> _AUSGEWÄHLTER TEXTAUSZUG_:
┌──
Foto: AP / Emrah Gurel

Istanbul – Das berühmteste Bauwerk der Türkei, die Hagia Sophia in Istanbul, wird von einem Museum wieder in eine Moschee umgewandelt. Wie der türkische Staatsrat in einer historischen Entscheidung am Freitagnachmittag bekanntgab, wird eine Ministerratsentscheidung von 1934, mit der die Ayasofya-Moschee, wie sie im Türkischen heißt, zum Museum erklärt worden war, aufgehoben. Mit diesem formalen Akt ist nun Präsident Recep Tayyip Erdoğan befugt, das Weltkulturerbe Hagia Sophia wieder in eine Moschee umzuwidmen. Per Dekret hat er noch am Freitag verfügt, dass die Religionsbehörde Diyanet die Verwaltung der Hagia Sophia übernehmen soll.

Lange Vorgeschichte

Damit triumphieren nach jahrelangen Debatten die Islamisten und Nationalisten in der Türkei, die seit jeher gefordert hatten, aus dem weltberühmten Bau wieder eine Moschee zu machen. Die Entscheidung 1934 war gefallen, als die türkische Republik die Trennung von Staat und Religion verfassungsmäßig verankert hatte und die Hagia Sophia allen Menschen aller Religionen als Museum zugänglich machen wollte.

Die Entscheidung fiel nach massivem politischem Druck auf den Staatsrat, der gleichzeitig das oberste Verwaltungsgericht darstellt. Immer wieder hatte Präsident Erdoğan in den letzten Wochen gefordert, die Hagia Sophia müsse wieder ein Ort des Gebets für muslimische Gläubige werden.

Großes Symbol

Die Umwidmung des Museums in eine Moschee soll nun sehr schnell gehen. Mehrfach hatte Erdoğan in den letzten Tagen angekündigt, das erste große Gebet solle dort spätestens am 15. Juli stattfinden, dem Jahrestag des vereitelten Putschversuches von 2016, den der Präsident groß feiern will. Am Freitag fasste er den 24. Juli ins Auge.
└──
> _WAS ZU TUN IST_:
**A)** Beantworte anhand des Textauszugs über die Hagia Sophia diese Fragen:
(i) Aus welchem Jahr stammt die Ministerratsentscheidung, mit der die Hagia Sophia zum Museum erklärt worden war?
(ii) Welche Behörde soll laut Erdoğans Dekret die Verwaltung der Hagia Sophia übernehmen?
(iii) Welchen Termin für das erste große Gebet fasste Erdoğan am Freitag ins Auge?
**B)** Gib den Abschnitt aus dem Textauszug über die Hagia Sophia wortgetreu aus, beginnend mit "Damit triumphieren nach" und weiter bis einschließlich "muslimische Gläubige werden.".

> _GEZEIGTES MATERIAL_:
┌──
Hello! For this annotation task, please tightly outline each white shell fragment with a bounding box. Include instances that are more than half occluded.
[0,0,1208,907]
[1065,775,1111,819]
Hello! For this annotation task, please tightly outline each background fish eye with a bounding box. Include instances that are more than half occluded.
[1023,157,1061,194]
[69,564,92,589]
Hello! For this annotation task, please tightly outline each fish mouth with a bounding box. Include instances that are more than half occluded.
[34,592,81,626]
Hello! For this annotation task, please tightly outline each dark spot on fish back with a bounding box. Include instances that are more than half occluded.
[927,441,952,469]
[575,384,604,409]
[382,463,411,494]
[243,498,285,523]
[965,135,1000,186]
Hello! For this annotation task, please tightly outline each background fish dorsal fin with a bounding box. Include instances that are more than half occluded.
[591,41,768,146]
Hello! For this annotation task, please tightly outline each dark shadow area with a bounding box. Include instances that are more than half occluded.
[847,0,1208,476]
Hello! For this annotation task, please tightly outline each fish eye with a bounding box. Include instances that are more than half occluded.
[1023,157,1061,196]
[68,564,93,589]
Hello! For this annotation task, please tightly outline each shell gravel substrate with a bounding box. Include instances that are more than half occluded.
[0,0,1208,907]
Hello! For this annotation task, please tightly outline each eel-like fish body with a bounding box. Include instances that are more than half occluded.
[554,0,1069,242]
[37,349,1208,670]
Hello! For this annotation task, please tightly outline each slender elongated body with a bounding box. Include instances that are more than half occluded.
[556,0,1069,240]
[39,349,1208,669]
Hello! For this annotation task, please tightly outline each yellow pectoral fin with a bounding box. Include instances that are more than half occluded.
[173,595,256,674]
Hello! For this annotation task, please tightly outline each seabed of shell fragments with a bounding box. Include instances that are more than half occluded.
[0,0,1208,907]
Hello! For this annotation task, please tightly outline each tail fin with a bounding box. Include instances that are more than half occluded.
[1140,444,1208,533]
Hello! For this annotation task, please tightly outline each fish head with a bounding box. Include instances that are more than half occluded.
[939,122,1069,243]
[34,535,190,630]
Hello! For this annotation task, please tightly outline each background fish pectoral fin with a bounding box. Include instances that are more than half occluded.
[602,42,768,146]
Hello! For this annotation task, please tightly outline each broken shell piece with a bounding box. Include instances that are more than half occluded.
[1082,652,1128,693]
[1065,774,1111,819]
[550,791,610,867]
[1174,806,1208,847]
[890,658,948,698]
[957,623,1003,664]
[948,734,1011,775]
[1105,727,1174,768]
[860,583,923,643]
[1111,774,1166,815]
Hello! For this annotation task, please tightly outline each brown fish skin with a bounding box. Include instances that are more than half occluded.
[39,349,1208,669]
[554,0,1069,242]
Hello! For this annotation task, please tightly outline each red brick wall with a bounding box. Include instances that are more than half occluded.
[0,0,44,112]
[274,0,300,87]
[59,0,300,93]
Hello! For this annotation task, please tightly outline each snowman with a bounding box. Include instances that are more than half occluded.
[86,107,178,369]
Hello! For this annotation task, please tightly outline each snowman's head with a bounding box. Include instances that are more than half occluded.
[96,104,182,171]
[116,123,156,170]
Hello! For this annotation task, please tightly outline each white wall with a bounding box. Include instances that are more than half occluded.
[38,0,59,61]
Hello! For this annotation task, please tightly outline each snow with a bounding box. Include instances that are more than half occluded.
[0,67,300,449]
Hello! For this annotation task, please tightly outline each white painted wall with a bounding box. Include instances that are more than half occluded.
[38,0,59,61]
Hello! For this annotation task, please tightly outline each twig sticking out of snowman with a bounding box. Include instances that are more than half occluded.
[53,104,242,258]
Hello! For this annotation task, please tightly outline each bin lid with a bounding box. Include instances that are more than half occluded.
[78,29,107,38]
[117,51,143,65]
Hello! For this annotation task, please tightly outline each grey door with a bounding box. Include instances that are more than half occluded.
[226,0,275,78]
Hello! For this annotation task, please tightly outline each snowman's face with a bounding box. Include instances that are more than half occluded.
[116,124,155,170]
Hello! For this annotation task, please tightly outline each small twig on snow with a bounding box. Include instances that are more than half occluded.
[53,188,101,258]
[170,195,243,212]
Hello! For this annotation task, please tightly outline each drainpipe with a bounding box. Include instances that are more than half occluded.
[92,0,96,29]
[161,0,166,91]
└──
> _DIE ERGEBNISSE_:
**A)**
(i) Aus dem Jahr 1934.
(ii) Die Religionsbehörde Diyanet.
(iii) Den 24. Juli.

**B)**
Damit triumphieren nach jahrelangen Debatten die Islamisten und Nationalisten in der Türkei, die seit jeher gefordert hatten, aus dem weltberühmten Bau wieder eine Moschee zu machen. Die Entscheidung 1934 war gefallen, als die türkische Republik die Trennung von Staat und Religion verfassungsmäßig verankert hatte und die Hagia Sophia allen Menschen aller Religionen als Museum zugänglich machen wollte.

Die Entscheidung fiel nach massivem politischem Druck auf den Staatsrat, der gleichzeitig das oberste Verwaltungsgericht darstellt. Immer wieder hatte Präsident Erdoğan in den letzten Wochen gefordert, die Hagia Sophia müsse wieder ein Ort des Gebets für muslimische Gläubige werden.